EXERCISE TASK: Write each line word for word, from the line that contains "[point] at the knuckle" through the last line of the material below.

══ DATA TO USE

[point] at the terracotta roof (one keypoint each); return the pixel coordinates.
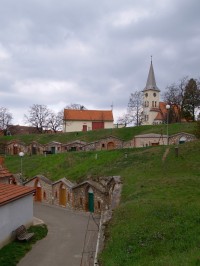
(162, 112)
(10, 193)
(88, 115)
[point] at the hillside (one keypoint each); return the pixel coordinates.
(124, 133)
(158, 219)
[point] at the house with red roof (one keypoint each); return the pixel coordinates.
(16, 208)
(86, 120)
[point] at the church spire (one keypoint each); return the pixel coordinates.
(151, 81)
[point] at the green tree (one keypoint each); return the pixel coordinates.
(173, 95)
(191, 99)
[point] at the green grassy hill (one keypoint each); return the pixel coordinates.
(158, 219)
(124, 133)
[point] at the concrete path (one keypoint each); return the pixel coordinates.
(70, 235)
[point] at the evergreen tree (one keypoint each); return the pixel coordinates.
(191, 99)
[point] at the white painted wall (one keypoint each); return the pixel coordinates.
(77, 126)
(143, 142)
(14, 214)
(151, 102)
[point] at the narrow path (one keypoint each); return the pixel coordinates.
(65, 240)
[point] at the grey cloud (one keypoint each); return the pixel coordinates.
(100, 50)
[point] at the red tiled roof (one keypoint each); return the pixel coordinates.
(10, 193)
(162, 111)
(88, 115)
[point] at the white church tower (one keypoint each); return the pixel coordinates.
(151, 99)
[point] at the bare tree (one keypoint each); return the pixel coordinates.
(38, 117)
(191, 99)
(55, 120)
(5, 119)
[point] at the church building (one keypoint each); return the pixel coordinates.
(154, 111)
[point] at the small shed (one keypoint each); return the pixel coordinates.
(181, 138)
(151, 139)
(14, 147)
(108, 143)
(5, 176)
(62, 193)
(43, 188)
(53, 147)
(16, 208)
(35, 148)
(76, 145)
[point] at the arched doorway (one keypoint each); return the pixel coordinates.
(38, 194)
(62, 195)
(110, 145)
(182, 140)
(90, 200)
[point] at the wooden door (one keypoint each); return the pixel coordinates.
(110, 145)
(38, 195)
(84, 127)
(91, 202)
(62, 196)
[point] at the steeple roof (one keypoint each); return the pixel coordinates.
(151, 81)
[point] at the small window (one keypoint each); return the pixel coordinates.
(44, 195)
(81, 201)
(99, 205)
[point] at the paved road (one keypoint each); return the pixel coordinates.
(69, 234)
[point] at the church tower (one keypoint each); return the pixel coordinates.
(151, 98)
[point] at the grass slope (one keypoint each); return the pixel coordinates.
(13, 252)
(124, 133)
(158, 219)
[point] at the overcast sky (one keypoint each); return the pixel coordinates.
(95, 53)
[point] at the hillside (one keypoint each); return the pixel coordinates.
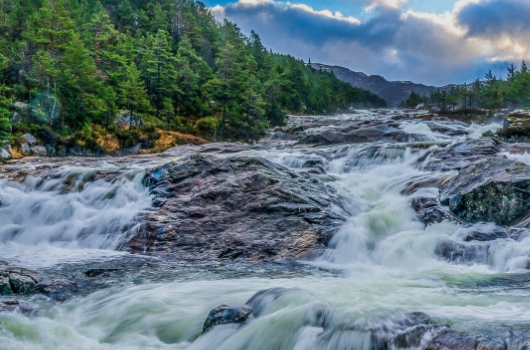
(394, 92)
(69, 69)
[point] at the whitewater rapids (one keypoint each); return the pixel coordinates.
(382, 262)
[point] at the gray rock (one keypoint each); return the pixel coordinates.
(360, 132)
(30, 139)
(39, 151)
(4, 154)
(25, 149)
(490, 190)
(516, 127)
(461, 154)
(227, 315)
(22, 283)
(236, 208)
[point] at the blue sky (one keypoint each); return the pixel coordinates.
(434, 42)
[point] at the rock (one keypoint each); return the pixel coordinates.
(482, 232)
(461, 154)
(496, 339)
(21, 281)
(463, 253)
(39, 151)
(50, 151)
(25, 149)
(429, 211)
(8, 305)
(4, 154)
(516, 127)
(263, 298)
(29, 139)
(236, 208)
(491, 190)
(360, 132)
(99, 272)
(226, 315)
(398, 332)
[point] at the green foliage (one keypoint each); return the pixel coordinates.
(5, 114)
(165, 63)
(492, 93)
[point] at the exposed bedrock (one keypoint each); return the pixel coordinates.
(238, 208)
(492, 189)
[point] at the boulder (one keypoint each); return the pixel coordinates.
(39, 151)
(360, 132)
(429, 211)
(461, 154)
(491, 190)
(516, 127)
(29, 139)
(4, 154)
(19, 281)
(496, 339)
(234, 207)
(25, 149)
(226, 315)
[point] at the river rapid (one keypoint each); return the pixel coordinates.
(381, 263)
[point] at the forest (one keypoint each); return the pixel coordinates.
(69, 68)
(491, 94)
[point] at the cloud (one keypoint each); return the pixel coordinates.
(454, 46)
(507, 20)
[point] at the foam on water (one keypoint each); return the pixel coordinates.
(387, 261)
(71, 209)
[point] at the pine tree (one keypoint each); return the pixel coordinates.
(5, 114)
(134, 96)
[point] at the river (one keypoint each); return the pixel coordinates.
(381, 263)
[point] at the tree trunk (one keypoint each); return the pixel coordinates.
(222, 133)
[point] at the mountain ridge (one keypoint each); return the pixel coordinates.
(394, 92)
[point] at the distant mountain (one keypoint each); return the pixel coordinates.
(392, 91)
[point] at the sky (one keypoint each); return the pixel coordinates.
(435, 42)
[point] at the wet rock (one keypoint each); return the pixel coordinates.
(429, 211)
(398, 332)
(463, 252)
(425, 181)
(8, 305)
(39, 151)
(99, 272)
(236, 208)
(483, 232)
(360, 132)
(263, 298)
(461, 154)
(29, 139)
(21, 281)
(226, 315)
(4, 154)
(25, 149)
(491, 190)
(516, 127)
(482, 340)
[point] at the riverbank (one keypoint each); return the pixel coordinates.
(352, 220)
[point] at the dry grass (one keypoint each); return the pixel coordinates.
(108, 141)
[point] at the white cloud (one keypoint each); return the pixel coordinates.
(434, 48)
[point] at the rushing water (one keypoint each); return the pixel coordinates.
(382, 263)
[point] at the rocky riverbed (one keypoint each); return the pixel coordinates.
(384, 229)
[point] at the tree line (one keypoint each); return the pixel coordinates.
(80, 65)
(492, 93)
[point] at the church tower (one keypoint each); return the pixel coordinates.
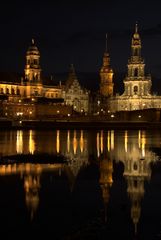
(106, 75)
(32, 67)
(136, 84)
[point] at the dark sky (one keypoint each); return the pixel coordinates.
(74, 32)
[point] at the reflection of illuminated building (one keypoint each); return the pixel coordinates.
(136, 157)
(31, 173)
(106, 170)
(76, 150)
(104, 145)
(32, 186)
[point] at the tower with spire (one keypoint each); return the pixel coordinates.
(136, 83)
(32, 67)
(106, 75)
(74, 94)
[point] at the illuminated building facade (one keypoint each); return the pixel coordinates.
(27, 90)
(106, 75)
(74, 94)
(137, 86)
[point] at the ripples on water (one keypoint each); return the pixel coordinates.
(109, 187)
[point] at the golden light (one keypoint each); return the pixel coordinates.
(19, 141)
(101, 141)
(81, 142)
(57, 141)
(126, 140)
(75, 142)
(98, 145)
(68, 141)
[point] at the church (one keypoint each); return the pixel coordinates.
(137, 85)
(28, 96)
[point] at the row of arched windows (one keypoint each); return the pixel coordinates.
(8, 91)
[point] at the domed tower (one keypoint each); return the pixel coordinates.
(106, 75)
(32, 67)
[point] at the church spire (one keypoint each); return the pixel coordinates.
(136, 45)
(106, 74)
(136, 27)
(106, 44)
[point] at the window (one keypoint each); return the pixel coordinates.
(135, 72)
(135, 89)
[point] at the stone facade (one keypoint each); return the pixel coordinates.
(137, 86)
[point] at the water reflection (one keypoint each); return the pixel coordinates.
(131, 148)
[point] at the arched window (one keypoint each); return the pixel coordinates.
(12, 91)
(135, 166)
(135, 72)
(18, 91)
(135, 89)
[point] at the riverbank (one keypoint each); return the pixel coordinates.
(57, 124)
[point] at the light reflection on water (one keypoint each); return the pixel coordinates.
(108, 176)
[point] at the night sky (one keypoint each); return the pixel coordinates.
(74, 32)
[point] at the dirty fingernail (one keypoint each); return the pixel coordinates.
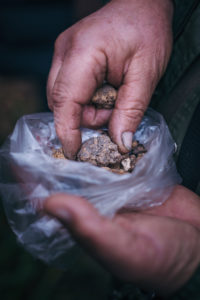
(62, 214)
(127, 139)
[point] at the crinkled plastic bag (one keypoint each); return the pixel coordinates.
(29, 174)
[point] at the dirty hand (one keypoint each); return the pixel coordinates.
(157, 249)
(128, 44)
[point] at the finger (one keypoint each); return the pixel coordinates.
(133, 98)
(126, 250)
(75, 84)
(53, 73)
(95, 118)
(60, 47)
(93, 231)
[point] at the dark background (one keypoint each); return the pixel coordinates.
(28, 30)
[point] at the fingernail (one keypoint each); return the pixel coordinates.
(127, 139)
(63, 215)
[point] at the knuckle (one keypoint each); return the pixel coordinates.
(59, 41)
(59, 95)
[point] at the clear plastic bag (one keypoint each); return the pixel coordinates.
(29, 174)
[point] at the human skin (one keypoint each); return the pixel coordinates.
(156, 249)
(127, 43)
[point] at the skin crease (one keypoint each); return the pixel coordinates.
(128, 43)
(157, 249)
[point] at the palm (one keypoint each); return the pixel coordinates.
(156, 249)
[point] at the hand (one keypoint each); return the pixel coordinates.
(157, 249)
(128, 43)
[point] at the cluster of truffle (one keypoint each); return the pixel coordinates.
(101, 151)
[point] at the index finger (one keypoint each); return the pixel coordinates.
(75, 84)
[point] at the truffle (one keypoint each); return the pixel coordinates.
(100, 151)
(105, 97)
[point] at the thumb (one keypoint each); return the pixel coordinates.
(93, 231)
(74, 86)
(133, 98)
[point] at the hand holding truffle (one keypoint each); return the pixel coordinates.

════

SOLUTION:
[point] at the knuckle (one keypoint each); return the pixel coordinates.
(59, 41)
(59, 95)
[point] at the clear plastic bag (one keypoint each); return the pixel coordinates.
(29, 174)
[point] at the human skin (one keypoint each); return the pixel coordinates.
(156, 249)
(127, 43)
[point] at the skin crease (one keypoint each); return the pixel coordinates.
(128, 43)
(157, 249)
[point] at the palm (one keypoint each); return the pixel coordinates.
(156, 249)
[point] at the hand (one keypoint each); return the pixel coordinates.
(157, 249)
(128, 43)
[point] at the cluster of truffle (one keypoint each); return the pixel coordinates.
(101, 151)
[point] at the index finger (one keypoint each); return the pixel coordinates.
(75, 84)
[point] at the truffle (one keypoint each); return the pixel coordinates.
(100, 151)
(105, 97)
[point] at the thumb (one keypoint each); return the pixel coordinates.
(93, 231)
(74, 86)
(133, 98)
[point] at the hand holding truffle (one keypoint each); return the pixel coordinates.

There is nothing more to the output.